[start]
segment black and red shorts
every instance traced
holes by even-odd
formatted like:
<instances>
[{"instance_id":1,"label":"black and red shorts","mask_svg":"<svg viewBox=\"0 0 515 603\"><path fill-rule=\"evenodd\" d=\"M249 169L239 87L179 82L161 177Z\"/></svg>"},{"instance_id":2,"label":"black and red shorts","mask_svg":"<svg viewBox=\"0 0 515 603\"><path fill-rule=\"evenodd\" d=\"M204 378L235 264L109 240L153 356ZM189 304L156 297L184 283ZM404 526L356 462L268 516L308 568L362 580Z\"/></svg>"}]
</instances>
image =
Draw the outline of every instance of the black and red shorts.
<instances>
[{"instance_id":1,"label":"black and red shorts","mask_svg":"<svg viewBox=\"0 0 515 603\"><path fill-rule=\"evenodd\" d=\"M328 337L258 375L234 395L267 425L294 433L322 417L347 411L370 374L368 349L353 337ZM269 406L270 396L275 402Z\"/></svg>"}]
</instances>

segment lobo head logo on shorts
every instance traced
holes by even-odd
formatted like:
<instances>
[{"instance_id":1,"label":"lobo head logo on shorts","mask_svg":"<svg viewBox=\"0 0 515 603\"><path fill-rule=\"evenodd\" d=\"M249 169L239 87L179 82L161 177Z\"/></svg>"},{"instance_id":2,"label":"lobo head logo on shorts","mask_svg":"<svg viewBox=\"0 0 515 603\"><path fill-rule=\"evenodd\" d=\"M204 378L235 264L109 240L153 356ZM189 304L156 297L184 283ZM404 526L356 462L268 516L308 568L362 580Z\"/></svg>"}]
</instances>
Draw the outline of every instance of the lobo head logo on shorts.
[end]
**PROBLEM TO WORK ON**:
Turn the lines above into a numbered list, starting at the line containing "segment lobo head logo on shorts" and ending with the last line, and leave out any blank lines.

**THE RESPONSE**:
1. segment lobo head logo on shorts
2. every instance traced
3. holes by even-odd
4. formatted like:
5. <instances>
6. [{"instance_id":1,"label":"lobo head logo on shorts","mask_svg":"<svg viewBox=\"0 0 515 603\"><path fill-rule=\"evenodd\" d=\"M249 169L239 87L179 82L161 177Z\"/></svg>"},{"instance_id":2,"label":"lobo head logo on shorts","mask_svg":"<svg viewBox=\"0 0 515 603\"><path fill-rule=\"evenodd\" d=\"M204 378L235 264L109 240L153 356ZM189 304L156 297L184 283ZM404 526L356 462L268 516L308 568L362 580Z\"/></svg>"}]
7. </instances>
8. Draw the outline of every instance of the lobo head logo on shorts.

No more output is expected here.